→ **EXTRACTED TEXT**:
· · ·

Erectile dysfunction (ED) is a prevalent medical issue affecting 18% of all men in the US. It’s more common in older men (up to 52%), but anyone is susceptible. Unfortunately, ED can become a significant stressor for couples. And if they don’t talk about it, the problem often spills beyond the bedroom.
Of course, you may not know how to discuss your feelings with your partner. Embarrassment, awkwardness, guilt, and shame might prevent you from feeling safe to be vulnerable. Here are some tips for both men and their partners.
When it comes to ED, both people often turn inward in assuming responsibility for the problem.
For example, the man might believe something is fundamentally “wrong” with him because of his condition. As a result, he often feels afraid of rejection or his partner straying from the relationship.
Similarly, his partner may worry they aren’t attractive, loving, or “good” enough in the bedroom. In some cases, they might feel convinced he’s having an affair.
It’s important to remember that ED is a physical health issue, typically related to how blood flows to the penis. Likewise, people with diabetes, neurological problems, or hormonal abnormalities tend to be at an increased risk. In other words, ED often has very little to do with the actual relationship.
If ED is starting to feel like the proverbial elephant in the room, it’s probably time to initiate the first conversation. If you don’t, you risk feeling resentful or disconnected from each other. In addition, couples often find it more challenging to address and treat problems after they’ve progressed.
Remember that it’s normal to feel somewhat intimidated to talk about this issue safely. This nervousness applies regardless of who decides to talk about it first.
Ideally, it would help if you broached the topic during a neutral time. For example, don’t bring it up just before, during, or after sex. Likewise, avoid the discussion during an argument or particularly stressful moment. Instead, aim to talk when you both feel relaxed or even “neutral.”

· · ·

→ **EXERCISE OBJECTIVE**:
Reproduce the article on erectile dysfunction word for word between "It’s important to" and "after they’ve progressed.", inclusive.

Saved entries
· · ·

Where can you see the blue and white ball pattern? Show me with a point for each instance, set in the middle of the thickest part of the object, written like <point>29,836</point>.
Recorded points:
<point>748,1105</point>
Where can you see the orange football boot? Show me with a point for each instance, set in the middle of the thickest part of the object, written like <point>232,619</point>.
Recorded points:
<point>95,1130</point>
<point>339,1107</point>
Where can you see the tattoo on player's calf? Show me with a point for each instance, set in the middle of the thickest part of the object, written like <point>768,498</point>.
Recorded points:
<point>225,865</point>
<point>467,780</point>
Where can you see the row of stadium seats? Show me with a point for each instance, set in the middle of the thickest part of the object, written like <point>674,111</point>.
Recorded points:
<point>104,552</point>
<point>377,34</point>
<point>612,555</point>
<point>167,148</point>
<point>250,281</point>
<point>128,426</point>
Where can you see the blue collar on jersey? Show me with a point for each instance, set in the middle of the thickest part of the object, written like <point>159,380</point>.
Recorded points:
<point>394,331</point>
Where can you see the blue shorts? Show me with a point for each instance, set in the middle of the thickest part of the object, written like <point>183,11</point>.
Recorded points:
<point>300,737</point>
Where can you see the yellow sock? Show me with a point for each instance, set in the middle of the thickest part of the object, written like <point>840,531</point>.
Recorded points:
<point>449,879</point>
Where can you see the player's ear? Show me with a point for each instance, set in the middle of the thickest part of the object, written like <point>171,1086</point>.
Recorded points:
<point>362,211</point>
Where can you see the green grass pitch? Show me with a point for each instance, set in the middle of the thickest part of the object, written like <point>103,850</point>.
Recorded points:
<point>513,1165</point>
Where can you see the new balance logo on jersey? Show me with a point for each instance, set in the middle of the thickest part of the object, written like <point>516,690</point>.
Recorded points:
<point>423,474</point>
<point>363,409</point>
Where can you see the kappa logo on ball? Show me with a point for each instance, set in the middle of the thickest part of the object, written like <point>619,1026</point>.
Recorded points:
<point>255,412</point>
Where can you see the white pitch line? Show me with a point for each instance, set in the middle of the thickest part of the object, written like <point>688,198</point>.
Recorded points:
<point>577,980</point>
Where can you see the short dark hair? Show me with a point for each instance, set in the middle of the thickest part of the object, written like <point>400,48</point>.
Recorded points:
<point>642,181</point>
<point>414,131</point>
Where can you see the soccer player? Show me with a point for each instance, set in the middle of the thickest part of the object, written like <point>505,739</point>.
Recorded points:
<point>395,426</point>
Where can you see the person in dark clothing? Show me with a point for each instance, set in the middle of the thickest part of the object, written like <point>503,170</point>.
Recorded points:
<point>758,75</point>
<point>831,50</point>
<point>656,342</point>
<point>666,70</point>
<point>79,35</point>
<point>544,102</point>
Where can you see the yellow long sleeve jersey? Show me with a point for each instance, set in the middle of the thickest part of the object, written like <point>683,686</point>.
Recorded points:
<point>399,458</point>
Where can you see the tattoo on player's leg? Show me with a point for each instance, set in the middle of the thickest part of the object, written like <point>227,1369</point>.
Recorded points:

· · ·

→ **ANSWER BOX**:
It’s important to remember that ED is a physical health issue, typically related to how blood flows to the penis. Likewise, people with diabetes, neurological problems, or hormonal abnormalities tend to be at an increased risk. In other words, ED often has very little to do with the actual relationship.
If ED is starting to feel like the proverbial elephant in the room, it’s probably time to initiate the first conversation. If you don’t, you risk feeling resentful or disconnected from each other. In addition, couples often find it more challenging to address and treat problems after they’ve progressed.